### Working data
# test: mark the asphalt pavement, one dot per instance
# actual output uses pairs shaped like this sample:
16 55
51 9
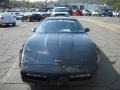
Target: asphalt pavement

### Requirements
Copy every line of the records verbatim, leaving out the pictures.

### Response to this exercise
# test: mark the asphalt pavement, one dot per instance
# actual output uses pairs shaped like this sample:
16 55
51 9
Target: asphalt pavement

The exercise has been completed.